BEGIN THE DATA
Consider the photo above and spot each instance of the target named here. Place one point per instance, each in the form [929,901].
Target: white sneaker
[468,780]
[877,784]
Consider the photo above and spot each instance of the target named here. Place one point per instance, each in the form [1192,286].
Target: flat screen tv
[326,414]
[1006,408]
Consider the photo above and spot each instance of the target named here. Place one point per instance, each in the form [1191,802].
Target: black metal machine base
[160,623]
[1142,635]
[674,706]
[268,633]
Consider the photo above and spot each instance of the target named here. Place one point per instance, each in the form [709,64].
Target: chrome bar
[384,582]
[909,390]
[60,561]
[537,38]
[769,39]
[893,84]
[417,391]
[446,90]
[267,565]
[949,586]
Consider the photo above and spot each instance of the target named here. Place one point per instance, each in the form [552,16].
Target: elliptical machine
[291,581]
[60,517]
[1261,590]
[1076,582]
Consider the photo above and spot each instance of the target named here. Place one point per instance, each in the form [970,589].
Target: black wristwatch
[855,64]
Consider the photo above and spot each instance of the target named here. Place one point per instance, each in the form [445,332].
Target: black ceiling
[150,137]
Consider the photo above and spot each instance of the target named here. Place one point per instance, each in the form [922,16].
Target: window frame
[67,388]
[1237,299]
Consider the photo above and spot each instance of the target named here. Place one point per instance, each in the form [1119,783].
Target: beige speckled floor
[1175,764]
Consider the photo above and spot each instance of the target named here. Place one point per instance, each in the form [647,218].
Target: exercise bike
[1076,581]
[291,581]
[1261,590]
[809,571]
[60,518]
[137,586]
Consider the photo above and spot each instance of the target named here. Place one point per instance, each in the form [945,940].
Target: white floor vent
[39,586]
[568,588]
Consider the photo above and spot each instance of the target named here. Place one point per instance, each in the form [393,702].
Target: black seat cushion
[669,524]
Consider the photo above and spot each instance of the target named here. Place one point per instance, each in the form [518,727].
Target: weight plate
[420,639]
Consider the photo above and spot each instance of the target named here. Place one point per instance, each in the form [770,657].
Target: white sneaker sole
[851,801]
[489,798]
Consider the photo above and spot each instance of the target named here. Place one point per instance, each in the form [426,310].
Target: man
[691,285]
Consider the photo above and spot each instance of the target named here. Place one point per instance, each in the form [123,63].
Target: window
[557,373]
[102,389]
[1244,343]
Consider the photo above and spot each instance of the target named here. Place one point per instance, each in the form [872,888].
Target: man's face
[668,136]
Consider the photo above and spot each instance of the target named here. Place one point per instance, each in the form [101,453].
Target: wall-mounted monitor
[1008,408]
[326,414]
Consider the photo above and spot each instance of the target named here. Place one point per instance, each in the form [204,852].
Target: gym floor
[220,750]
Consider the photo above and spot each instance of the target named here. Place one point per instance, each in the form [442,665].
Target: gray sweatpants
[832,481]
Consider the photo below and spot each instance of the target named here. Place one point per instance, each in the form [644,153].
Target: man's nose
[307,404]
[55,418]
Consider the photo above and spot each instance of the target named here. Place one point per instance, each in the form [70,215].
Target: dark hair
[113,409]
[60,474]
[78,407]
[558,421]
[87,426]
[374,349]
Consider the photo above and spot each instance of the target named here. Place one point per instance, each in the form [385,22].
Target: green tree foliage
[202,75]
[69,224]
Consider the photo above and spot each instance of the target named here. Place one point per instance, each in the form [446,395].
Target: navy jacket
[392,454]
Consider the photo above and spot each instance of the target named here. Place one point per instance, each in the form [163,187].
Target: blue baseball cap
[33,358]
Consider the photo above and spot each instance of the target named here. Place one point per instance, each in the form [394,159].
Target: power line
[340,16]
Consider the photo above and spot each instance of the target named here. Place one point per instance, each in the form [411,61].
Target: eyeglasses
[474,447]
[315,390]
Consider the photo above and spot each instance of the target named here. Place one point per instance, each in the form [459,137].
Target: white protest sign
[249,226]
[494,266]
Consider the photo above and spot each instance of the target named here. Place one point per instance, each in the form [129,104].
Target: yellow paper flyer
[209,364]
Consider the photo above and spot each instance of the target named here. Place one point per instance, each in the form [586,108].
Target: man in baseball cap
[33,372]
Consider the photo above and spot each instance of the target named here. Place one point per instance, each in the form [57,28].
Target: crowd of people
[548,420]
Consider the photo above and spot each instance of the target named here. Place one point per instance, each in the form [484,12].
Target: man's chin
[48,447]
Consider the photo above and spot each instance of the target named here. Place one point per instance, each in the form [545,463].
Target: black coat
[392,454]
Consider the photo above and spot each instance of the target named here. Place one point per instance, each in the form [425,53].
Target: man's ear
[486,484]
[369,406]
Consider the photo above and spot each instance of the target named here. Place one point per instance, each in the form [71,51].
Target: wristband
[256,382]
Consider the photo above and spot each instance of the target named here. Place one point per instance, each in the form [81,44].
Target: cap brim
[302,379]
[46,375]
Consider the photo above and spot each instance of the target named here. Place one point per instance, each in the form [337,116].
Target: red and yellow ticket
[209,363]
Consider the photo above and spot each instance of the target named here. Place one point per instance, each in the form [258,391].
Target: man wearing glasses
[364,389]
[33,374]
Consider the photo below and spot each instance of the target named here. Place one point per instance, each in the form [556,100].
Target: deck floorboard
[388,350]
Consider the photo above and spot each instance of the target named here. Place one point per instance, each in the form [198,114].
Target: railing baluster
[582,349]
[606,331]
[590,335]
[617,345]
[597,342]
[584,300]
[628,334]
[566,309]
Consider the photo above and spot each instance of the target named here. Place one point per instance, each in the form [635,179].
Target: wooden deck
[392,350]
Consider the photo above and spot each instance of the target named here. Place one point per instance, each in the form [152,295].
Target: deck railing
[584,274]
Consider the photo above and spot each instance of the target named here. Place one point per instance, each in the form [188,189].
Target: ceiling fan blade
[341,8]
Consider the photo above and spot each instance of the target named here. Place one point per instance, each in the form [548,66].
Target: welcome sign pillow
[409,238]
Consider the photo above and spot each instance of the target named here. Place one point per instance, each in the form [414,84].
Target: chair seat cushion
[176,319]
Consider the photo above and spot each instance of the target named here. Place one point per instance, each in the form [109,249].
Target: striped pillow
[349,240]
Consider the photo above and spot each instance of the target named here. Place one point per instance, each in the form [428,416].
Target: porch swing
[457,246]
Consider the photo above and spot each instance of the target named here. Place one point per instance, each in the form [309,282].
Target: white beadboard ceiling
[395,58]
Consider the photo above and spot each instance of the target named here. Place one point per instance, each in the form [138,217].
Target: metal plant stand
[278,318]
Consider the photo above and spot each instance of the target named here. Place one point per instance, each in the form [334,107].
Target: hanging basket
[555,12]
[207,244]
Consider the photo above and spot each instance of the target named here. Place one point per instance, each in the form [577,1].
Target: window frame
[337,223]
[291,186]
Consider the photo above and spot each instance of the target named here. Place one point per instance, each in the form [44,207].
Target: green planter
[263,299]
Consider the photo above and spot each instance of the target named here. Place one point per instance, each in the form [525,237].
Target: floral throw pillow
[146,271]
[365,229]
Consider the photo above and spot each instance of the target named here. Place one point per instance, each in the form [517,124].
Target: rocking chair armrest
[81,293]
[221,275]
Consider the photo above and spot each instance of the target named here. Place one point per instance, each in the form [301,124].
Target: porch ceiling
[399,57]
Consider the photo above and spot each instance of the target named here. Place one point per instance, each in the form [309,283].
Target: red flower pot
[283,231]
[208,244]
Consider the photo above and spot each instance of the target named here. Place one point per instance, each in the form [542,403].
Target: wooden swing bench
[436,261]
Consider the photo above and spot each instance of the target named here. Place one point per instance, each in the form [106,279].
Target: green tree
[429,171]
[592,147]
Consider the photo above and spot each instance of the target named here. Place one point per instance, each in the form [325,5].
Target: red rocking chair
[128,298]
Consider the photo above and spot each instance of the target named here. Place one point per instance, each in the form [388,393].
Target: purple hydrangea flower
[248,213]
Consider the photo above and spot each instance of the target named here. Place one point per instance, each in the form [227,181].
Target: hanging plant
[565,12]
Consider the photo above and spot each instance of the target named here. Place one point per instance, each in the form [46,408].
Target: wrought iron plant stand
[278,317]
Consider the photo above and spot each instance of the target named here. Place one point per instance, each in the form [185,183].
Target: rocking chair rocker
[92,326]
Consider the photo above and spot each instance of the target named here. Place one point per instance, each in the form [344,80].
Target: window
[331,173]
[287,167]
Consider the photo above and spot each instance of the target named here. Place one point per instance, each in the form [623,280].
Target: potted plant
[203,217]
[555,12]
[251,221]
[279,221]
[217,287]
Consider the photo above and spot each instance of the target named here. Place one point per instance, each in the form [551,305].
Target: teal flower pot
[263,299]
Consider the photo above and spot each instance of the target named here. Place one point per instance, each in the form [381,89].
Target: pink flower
END THE DATA
> [WHAT YOU SHOULD DO]: Go through the entries and return each line where the word "below" appears.

> [WRITTEN SOLUTION]:
Consider the photo below and spot each instance of the target named here. Place one point per instance, each in the form [644,153].
Consider the photo below and spot each instance of the target named here. Place one point per instance, each in the form [556,100].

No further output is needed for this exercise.